### TEXT EXCERPT:

□ □ □

Afghanistan: Mass Casualty Drill at Regional Hospital

Kunduz Regional Hospital conducted a full-scale mass casualty drill on April 16th with 250 people taking part. The drill was designed to test how ready and responsive the newly refurbished facilities will be in case of a severe emergency. The findings of the drill will be used to identify room for improvement and shortfalls in protocol and contingency plans for large-scale crisis responses.

Conducted in response to a campaign by the World Health Organization to improve preparedness in Afghan health facilities for mass-casualty scenarios, the drill was organized and run by the Kunduz Regional Hospital management with assistance from Afghan-German Development Cooperation. The drill allowed hospital staff to familiarize themselves with the new layout of the hospital, where rooms are in the new facilities and procedures for emergencies. Kunduz Regional Hospital has undergone refurbishing and extension work as part of the 'Rehabilitation of Hospitals in Northern Afghanistan' project funded by the German Federal Foreign Office, managed by KfW Development Bank and implemented with technical assistance by EPOS Health Management.

□ □ □

### DATA RECORDS:
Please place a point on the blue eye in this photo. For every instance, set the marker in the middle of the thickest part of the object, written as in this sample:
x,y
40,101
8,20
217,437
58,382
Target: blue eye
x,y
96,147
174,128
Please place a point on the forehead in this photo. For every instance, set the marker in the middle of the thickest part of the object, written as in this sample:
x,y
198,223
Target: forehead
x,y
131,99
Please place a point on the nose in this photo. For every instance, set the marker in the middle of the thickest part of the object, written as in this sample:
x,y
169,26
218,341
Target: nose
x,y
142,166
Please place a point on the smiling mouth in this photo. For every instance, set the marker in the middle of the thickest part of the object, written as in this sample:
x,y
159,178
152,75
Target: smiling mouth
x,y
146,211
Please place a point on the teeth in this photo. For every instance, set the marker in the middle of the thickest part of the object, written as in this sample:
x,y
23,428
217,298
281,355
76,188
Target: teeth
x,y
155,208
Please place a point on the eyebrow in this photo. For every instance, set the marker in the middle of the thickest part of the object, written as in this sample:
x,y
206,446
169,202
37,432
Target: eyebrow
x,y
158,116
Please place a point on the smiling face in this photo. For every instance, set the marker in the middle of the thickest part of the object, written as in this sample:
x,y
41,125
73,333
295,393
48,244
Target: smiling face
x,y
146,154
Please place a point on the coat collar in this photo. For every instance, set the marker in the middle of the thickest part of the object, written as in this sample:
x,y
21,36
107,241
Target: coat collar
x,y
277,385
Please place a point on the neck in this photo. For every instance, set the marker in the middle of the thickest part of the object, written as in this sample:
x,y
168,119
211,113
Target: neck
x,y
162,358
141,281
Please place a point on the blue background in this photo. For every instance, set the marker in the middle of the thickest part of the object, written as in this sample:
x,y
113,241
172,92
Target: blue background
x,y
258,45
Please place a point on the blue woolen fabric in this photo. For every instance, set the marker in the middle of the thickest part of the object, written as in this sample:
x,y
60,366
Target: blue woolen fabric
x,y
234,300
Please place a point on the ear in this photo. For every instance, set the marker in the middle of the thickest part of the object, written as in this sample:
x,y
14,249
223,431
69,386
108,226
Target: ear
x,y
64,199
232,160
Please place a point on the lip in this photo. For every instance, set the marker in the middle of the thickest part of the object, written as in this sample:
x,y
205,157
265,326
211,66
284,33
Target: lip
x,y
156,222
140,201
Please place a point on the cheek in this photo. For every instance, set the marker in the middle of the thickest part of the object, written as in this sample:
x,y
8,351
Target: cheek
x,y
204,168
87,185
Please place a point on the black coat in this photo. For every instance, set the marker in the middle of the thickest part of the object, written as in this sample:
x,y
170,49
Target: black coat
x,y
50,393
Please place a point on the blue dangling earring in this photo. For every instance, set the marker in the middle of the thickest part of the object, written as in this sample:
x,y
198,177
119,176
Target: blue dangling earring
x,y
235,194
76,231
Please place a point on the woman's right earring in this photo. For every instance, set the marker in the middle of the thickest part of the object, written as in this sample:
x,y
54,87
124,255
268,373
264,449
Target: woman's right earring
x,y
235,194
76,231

□ □ □

### TO DO:
A. Return the part of the hospital drill article starting at "Kunduz Regional Hospital conducted" and ending at "large-scale crisis responses.".
B. According to the hospital drill article, how many people took part in the drill at Kunduz Regional Hospital?
The entries have no connection to the hospital drill article.

### EXERCISE ANSWERS:
A.
Kunduz Regional Hospital conducted a full-scale mass casualty drill on April 16th with 250 people taking part. The drill was designed to test how ready and responsive the newly refurbished facilities will be in case of a severe emergency. The findings of the drill will be used to identify room for improvement and shortfalls in protocol and contingency plans for large-scale crisis responses.

B. 250 people took part in the drill.